> Directions
Please return the records below exactly as they appear, leaving every picture out.

> The input

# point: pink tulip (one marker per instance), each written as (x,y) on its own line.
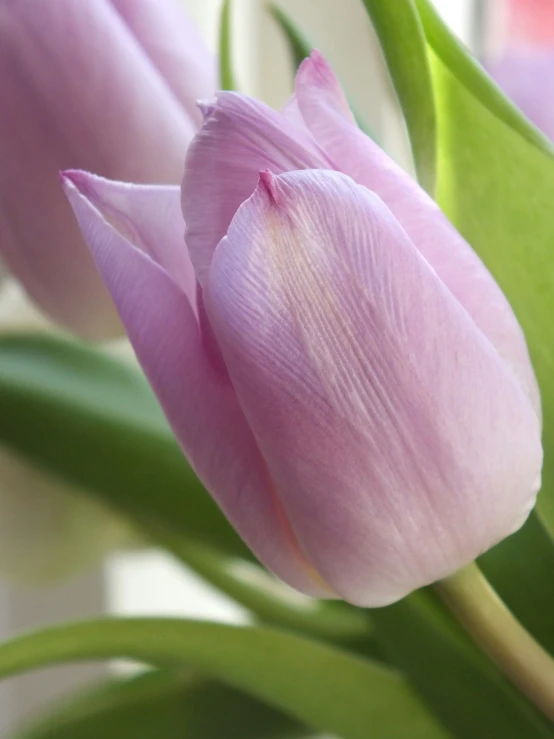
(344,374)
(523,61)
(106,85)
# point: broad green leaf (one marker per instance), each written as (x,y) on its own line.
(299,45)
(94,421)
(226,72)
(165,705)
(401,36)
(520,569)
(471,75)
(319,686)
(496,179)
(458,683)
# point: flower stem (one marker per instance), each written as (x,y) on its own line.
(491,624)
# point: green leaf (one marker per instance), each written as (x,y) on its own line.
(461,686)
(319,686)
(299,44)
(165,705)
(271,600)
(469,73)
(496,178)
(94,421)
(300,47)
(520,569)
(226,72)
(402,39)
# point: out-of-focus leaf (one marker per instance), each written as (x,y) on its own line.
(322,687)
(471,75)
(226,71)
(462,687)
(165,705)
(94,421)
(401,36)
(496,178)
(520,570)
(270,600)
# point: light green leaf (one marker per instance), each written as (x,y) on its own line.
(300,47)
(95,422)
(226,71)
(496,178)
(165,705)
(461,686)
(469,73)
(319,686)
(402,39)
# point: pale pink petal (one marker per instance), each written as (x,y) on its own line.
(174,45)
(399,444)
(527,77)
(322,102)
(240,137)
(77,91)
(197,396)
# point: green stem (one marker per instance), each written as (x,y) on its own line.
(479,609)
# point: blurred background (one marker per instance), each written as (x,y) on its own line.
(149,582)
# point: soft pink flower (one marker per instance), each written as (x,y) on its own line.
(105,85)
(344,374)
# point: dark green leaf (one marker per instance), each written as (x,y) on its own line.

> Written response
# point: pink tulip (one marker per instance), each written as (x,y) on its own line.
(344,374)
(523,61)
(106,85)
# point: broad green leaf (one marker per instance), each written as (x,y) on its own line.
(299,45)
(94,421)
(226,72)
(165,705)
(401,36)
(520,569)
(471,75)
(319,686)
(496,179)
(458,683)
# point: flower stem (one marker per instance), each written as (x,y) on its own line.
(491,624)
# point: green leaf (one marker per instance), each written as (x,y) on its own line.
(461,686)
(319,686)
(299,44)
(165,705)
(271,600)
(469,73)
(496,178)
(94,421)
(300,47)
(520,569)
(226,72)
(402,39)
# point: out-of-focus leaf (one marker per instance), each written as (x,y) on its own line.
(322,687)
(471,75)
(226,71)
(462,687)
(165,705)
(94,421)
(401,36)
(496,178)
(520,570)
(270,600)
# point: light green leaf (one marker per instance), each written as (x,y) on its own line.
(300,47)
(95,422)
(226,71)
(496,178)
(165,705)
(461,686)
(469,73)
(319,686)
(402,39)
# point: pale pink petal (one marker per instance), each written as (x,y) on its own line.
(174,45)
(399,444)
(527,77)
(322,102)
(240,137)
(77,91)
(197,396)
# point: green stem (one marker per instance), each written as (x,y) on its own line.
(479,609)
# point: blurred background (one marker per instance), each written as (x,y) on its own line.
(149,582)
# point: soft pink flower (one marker per instance), each written as (x,y) on its own line.
(105,85)
(344,374)
# point: dark green leaf (one marker per instance), each written as (x,y) on its own line.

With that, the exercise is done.